Rédigez la suite de l'entretien avec Richard Prasquier sur le dîner du CRIF, en partant de la dernière phrase de l'extrait.

▶ [EXTRAIT SOURCE]
··········

Richard Prasquier : « Voici pourquoi nous militons »

Un entretien avec Richard Prasquier

 

Après le dernier dîner du CRIF auquel ont assisté de très nombreuses personnalités au premier rang desquelles le président de la République et le Premier ministre, Information Juive a interrogé Richard Prasquier sur les objectifs du CRIF aujourd’hui ainsi que sur l’image qu’il donne de lui au sein de la société.

nous aurons désormais à lutter contre des adversaires de mieux en mieux organisés, de mieux en mieux financés, de plus en plus virulents et disposant de relais très importants

Information Juive : Quelle signification donnez-vous à ce dîner annuel du CRIF, devenu une institution ?

 

Richard Prasquier : Certains, notamment  dans le monde politique, nous disent effectivement que ce diner est devenu incontournable. Je m’en réjouis et en même temps, je sais que rien n’est immuable dans le monde des hommes. Cette tradition a été instituée par Theo Klein, il y a 27 ans, alors que Laurent Fabius était Premier ministre. Il a pris de plus en plus d’ampleur, tout en conservant son format extrêmement simple : discours du président du CRIF suivi habituellement de celui du Premier ministre. Pendant son quinquennat, Nicolas Sarkozy est venu à trois reprises prendre lui-même la parole, ce qui n’avait pas été le cas de ses prédécesseurs. Qu’il soit amené à prendre la parole ou pas, François Fillon a toujours été présent, accompagné d’un grand nombre de ses ministres. Les membres de ont toujours été présents et ce fut le cas au cours du diner de cette année  qui fut de l’avis de tous une grande réussite. C’est un moment privilégié de rencontre entre la classe politique, tendances diverses confondues, les représentants de grandes institutions de l’Etat et de la société, les représentants des religions, les ambassadeurs, les militants institutionnels juifs ou non, quelques personnalités emblématiques et, évidemment les personnes privées présentes. Ce diner n’a pas d’équivalent dans la vie politique. Il génère beaucoup de fantasmes et de jalousies. Il occulte parfois malheureusement le travail, souvent en dehors des projecteurs, fait par le CRIF tout au long de l’année. Ce diner est aujourd’hui reproduit par des diners régionaux du CRIF qui rassemblent, suivant les mêmes principes, les responsables politiques ou non : Marseille, Nice, Lyon, Toulouse, Grenoble, Lille, Strasbourg ont organisé de tels dîners au cours de l’année dernière. Il  faut absolument conserver à ce dîner son caractère laïc et républicain. C’est ainsi seulement que la communauté juive peut exprimer en même temps sa très grande diversité et sa réelle et rassurante unité (je n’ai pas dit unanimité). Le poids de l’histoire donne une légitimité à notre prétention à être des vigies, à notre revendication de lucidité et à notre volonté d’exprimer les espoirs et les craintes de l’ensemble, ou plutôt du plus grand ensemble possible, des Juifs de France, quelles que soient leurs façons de se sentir juifs.

··········

▶ [INFORMATIONS AFFICHÉES]
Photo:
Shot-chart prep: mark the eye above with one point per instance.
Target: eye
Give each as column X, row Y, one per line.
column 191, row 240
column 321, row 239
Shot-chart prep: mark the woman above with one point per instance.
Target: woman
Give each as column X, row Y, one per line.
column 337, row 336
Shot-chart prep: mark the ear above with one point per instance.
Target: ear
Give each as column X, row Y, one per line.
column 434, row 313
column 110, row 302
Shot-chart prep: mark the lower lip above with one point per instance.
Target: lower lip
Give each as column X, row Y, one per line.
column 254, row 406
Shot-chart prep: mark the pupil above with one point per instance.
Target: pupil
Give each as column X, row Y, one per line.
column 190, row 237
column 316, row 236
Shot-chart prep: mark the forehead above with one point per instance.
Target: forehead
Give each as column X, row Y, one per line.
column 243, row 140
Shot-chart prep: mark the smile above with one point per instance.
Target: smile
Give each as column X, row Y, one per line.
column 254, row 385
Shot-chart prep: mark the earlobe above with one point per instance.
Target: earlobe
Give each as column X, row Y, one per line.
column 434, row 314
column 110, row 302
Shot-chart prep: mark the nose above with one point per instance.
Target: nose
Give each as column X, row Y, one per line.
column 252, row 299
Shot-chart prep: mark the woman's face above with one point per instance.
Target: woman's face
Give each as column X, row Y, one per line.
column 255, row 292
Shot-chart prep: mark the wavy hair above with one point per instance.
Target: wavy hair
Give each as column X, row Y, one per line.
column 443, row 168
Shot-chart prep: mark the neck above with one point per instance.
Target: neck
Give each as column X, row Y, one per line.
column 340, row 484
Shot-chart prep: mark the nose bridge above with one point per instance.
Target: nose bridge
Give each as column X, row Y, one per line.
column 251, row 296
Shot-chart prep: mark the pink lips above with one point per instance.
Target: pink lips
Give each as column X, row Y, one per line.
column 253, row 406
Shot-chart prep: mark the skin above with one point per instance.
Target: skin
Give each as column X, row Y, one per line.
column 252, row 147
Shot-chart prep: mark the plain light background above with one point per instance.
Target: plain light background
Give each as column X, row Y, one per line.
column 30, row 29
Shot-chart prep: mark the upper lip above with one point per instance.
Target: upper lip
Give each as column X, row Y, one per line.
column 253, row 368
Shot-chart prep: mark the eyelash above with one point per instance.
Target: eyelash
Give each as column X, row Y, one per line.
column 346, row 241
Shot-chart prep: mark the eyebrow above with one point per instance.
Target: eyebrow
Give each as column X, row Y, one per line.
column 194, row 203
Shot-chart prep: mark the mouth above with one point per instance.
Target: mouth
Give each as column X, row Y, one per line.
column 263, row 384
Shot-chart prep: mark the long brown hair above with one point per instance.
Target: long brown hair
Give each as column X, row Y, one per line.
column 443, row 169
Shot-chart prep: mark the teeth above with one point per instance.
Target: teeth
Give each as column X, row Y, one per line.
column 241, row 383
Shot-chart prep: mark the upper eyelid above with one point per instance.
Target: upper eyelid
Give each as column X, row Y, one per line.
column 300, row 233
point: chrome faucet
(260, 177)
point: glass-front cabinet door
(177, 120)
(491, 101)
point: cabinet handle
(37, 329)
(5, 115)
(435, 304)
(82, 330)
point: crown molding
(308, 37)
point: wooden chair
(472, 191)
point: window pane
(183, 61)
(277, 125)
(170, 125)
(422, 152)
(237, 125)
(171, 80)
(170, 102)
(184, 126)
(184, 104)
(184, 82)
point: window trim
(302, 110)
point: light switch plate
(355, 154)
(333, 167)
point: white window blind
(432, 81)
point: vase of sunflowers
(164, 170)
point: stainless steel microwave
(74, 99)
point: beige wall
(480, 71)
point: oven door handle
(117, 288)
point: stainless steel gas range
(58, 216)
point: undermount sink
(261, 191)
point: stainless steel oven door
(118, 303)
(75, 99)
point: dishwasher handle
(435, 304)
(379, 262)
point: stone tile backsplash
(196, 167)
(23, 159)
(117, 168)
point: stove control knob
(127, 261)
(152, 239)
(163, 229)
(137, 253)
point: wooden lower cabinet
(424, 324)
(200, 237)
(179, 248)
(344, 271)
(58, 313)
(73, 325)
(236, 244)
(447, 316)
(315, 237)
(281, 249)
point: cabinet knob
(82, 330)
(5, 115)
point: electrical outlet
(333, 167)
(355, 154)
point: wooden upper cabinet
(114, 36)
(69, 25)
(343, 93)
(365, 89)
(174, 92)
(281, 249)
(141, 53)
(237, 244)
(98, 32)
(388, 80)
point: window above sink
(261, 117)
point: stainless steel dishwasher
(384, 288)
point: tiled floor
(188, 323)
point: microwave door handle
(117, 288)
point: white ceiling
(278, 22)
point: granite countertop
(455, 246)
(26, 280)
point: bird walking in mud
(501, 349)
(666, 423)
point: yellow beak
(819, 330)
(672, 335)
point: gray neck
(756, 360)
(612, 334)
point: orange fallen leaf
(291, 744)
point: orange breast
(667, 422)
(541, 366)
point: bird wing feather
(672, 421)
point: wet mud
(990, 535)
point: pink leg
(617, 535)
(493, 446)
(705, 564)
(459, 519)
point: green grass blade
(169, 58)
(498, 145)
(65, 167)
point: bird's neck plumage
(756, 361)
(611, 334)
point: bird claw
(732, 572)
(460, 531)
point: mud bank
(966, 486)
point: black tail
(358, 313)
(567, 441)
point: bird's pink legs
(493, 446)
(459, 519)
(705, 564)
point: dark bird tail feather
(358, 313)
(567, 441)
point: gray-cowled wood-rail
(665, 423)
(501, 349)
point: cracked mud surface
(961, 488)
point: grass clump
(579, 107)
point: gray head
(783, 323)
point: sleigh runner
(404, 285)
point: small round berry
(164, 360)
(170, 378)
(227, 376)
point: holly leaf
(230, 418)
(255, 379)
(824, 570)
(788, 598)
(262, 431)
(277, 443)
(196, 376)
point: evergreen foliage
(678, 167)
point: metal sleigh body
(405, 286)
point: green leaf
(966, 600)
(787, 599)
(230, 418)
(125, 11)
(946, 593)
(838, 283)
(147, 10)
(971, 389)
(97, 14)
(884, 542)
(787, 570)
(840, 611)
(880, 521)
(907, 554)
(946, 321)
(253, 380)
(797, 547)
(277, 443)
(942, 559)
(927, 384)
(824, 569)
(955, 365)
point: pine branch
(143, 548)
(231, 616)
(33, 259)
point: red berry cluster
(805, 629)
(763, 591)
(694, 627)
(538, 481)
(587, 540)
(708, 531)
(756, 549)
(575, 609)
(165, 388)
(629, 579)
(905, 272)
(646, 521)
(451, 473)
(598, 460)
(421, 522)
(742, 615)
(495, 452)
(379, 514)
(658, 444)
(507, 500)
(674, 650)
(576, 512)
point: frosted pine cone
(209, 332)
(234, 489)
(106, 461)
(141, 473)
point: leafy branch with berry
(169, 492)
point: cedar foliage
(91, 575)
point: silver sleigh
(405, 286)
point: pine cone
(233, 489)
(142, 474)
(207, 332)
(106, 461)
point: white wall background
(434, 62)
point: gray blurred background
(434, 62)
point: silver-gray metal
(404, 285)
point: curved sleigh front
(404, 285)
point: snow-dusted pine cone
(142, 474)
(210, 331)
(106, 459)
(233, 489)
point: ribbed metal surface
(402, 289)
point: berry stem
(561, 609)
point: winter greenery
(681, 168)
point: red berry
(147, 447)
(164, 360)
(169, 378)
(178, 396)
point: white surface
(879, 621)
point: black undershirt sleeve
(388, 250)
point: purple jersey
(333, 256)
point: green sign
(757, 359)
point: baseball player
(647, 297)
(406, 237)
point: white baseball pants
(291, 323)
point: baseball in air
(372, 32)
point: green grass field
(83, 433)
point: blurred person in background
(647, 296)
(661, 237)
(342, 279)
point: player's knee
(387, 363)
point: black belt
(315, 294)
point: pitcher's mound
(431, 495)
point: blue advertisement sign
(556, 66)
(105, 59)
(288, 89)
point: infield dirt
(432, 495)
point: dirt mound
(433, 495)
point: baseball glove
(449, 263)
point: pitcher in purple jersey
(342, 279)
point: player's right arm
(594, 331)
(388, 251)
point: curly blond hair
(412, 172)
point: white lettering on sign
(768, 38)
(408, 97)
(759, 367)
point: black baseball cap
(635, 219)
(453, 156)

··········

▶ [RÉPONSE RÉDIGÉE]
 

On a pu dire que ce dîner suscite un malaise chez une partie des juifs de France. Partagez-vous ce sentiment ?

 

Si on met de côté les jalousies et les critiques systématiques et inévitables, il y a plusieurs causes de récriminations. Il y a d’abord ceux qui ne supportent pas les prises de position du CRIF, et notamment les décisions de ne pas inviter les partis politiques de l’extrême gauche et des écologistes. Je reçois chaque année des commentaires irrités à ce sujet, et je leur réponds toujours la même chose : dès que ces partis arrêteront d’attaquer Israël de façon répétitive, outrageante, absurde et illégale j’aurai plaisir à les inviter de nouveau.. Nous n’avons pas vocation, dans cet événement privé, à inviter des gens qui prônent le boycott d’Israël et font de Marwan Barghouti un citoyen d’honneur de leurs villes. J’ai par ailleurs longuement expliqué pourquoi nous n’inviterons pas non plus le Front national, même après ses récents ravaudages de façade. Il y a ceux qui pensent que le dîner du CRIF, par sa médiatisation, peut susciter des réactions négatives et qu’il vaut mieux garder un profil plus bas, ou qu’il ne faut pas donner d’image  » communautaire  » du judaïsme. C’est un choix que je ne partage pas.

 

Comment réagissez-vous à la présentation qui est désormais faite du CRIF sur la Toile ?

 

Il y a ceux qui pensent que le diner est trop marqué « establishment ». J’entends bien cette remarque, je regrette que ce diner ne soit pas accessible à tous, mais le diner du CRIF n’a pas vocation à être un meeting. Il y a ceux qui pensent que ce diner est inutile, car il n’entraîne pas les modifications qu’ils souhaiteraient dans la politique française. C’est le contraire qui eût été surprenant. Nous n’avons pas à imposer, nous avons à parler, à témoigner et à expliquer. Le diner est une occasion exceptionnelle d’exprimer les doléances de la communauté juive dans le domaine politique et de souligner notamment notre attachement à Israël. Comme mes prédécesseurs, je n’ai jamais hésité à le faire. Certains trouvent que nous parlons trop d’Israël Je ne parle pas de ceux qui exècrent Israël et exècrent en même temps le CRIF et son diner annuel. Mais il y a d’authentiques amis d’Israël : ceux-là ne comprennent pas le niveau de la détestation auquel ce pays est confronté aujourd’hui.

 

Qu’avez-vous retenu du discours prononcé par le président de la République cette année ?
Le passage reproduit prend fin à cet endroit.